*Travail à faire*:
1: Indiquez si chacune des affirmations suivantes concorde avec l'article ci-dessous sur l'expulsion des sans-papiers délinquants, en répondant par oui ou par non et en citant mot pour mot le passage qui tranche. (a) Être en situation irrégulière constitue un délit en France. (b) L'obligation de quitter le territoire français doit être exécutée dans les 30 jours, ou immédiatement en cas de risque de fuite. (c) La France a expulsé 91.000 personnes l'an dernier.
2: Reprenez l'article ci-dessous sur l'expulsion des sans-papiers délinquants et poursuivez sa rédaction au-delà de sa dernière phrase.

*Extrait fourni*:
===

L’expulsion des sans-papiers délinquants de France, difficile à mettre en oeuvre
Emmanuel Macron a juré dimanche d’être « intraitable » avec les étrangers en situation irrégulière, promettant l’expulsion de tous ceux qui ont commis un délit. Déjà légalement possible, cette disposition se heurte cependant à de nombreux obstacles et ne peut être automatique.
Cette circulaire fait suite à l’enquête administrative qui avait pointé des "dysfonctionnements" ayant conduit à la remise en liberté d’Ahmed Hanachi. Ce Tunisien en situation irrégulière avait tué à Marseille deux jeunes femmes le 1er octobre, deux jours après avoir été interpellé pour un vol à Lyon.
Que se passe-t-il lorsque qu’un étranger en situation irrégulière est arrêté pour un délit ?
Les forces de l’ordre placent la personne en garde à vue et une double procédure s’enclenche: une procédure judiciaire et une procédure administrative.
Etre en situation irrégulière n’est plus un délit depuis 2012. Mais si un étranger est contrôlé dans la rue et ne peut justifier d’un titre de séjour valable, il est emmené par les forces de l’ordre qui vont procéder à une vérification de son identité dans le cadre d’une "retenue", qui peut durer jusqu’à 16 heures.
Si aucune poursuite pénale n’est engagée contre le sans-papiers, la préfecture peut prononcer une obligation de quitter le territoire français (OQTF), qui doit être exécutée dans les 30 jours ou immédiatement en cas de risque de fuite. Elle peut assortir l’OQTF d’une assignation à résidence ou placer la personne en rétention.
En 2016, près de 22.000 personnes ont transité par ces centres en métropole dans l’attente d’une possible expulsion, selon l’Intérieur.
En cas de condamnation, la justice peut assortir la peine d’une interdiction du territoire français (ITF), temporaire ou définitive.
Combien d’étrangers ont été reconduits à la frontière ?
La France a expulsé 13.000 personnes l’an dernier, alors que 91.000 étrangers en situation irrégulière ont été interpellés. "Nous reconduisons beaucoup trop peu", a récemment affirmé le chef de l’Etat, qui a demandé de la fermeté pour la loi sur l’immigration attendue début 2018.
Qui sont ceux qui ne peuvent être expulsés ?
"Il est faux de faire croire à une automaticité en matière d’expulsion. Cette mesure est décidée au regard de la situation individuelle des étrangers en situation irrégulière", explique à l’AFP Serge Slama, professeur de droit public à l’université de Grenoble, évoquant une "nouvelle forme de double peine".

===

Enregistrements du jeu de données:
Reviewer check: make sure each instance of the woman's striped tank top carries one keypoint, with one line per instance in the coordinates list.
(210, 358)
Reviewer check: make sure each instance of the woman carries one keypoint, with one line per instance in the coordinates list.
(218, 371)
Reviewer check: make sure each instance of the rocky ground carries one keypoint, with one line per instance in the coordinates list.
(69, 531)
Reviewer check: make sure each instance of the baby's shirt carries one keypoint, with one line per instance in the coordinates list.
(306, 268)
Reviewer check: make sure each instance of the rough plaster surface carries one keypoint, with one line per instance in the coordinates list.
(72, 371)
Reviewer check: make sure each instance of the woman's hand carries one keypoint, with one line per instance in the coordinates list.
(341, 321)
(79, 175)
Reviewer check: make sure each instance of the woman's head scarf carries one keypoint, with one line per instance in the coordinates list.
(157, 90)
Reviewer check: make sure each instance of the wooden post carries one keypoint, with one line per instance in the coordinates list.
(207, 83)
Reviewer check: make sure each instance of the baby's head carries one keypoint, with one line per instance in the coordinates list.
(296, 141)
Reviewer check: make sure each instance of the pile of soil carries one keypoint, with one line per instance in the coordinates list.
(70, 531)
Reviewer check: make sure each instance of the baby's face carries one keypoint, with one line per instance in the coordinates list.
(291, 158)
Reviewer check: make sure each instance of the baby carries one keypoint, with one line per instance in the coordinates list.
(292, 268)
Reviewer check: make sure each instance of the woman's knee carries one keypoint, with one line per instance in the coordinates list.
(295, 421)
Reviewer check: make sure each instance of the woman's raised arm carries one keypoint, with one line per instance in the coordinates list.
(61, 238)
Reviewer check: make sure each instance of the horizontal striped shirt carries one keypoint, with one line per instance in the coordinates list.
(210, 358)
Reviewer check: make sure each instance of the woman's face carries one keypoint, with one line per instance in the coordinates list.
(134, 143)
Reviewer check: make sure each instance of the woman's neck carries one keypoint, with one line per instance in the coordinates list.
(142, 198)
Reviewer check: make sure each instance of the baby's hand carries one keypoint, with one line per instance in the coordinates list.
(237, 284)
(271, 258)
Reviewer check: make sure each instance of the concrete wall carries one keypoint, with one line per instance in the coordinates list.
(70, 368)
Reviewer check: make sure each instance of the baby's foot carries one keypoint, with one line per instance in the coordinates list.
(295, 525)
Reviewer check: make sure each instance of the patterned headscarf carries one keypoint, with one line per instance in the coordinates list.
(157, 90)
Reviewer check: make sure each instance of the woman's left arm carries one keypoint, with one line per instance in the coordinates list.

===

*Réponses successives*:
1:
(a) Non : « Etre en situation irrégulière n’est plus un délit depuis 2012. »
(b) Oui : « qui doit être exécutée dans les 30 jours ou immédiatement en cas de risque de fuite »
(c) Non : « La France a expulsé 13.000 personnes l’an dernier, alors que 91.000 étrangers en situation irrégulière ont été interpellés. »

2:
Stricto sensu, la double peine consiste à retirer leur titre de séjour aux étrangers condamnés. Nicolas Sarkozy, à l’époque ministre de l’Intérieur, en avait supprimé l’automaticité en 2003.
On ne peut pas expulser des étrangers malades, des mineurs ou des gens dont la sécurité serait gravement mise en cause dans leur pays d’origine. Le droit à mener une vie familiale normale, validé par la justice européenne, empêche également les expulsions.
Quels sont les obstacles à l’éloignement ?
"L’une des causes principales des échecs à l’éloignement est l’absence de passeport: les étrangers en situation irrégulière ne présentent souvent aucun document permettant de connaître leur identité ou déclarent une fausse identité".
Ce constat avait été dressé dans le rapport de l’Inspection générale de l’administration (IGA) sur le traitement administratif du tueur de Marseille.
La préfecture doit trouver leur nationalité, puis obtenir auprès du consulat du pays d’origine un "laisser-passer consulaire" indispensable pour procéder à l’expulsion. Or, beaucoup de pays traînent des pieds, en ne répondant pas, ou hors délai, ce qui empêche massivement les renvois. Pour se donner plus de marge, le gouvernement souhaite allonger à 90 jours la durée maximum de la rétention, contre 45 actuellement.
"Lorsque vous avez 2 % ou 10 % de réponse des pays d’origine, vous avez un phénomène d’autocensure des préfectures qui sont démotivées", observe-t-on au ministère de l’Intérieur.
Autre frein: la saturation de certains centre de rétention, qui entraîne de facto une remise en liberté. Les 24 centres et 26 "lieux" de rétention administrative comptaient 2.054 places l’an dernier, rappelle la Cimade, une association d’aide aux étrangers. (afp)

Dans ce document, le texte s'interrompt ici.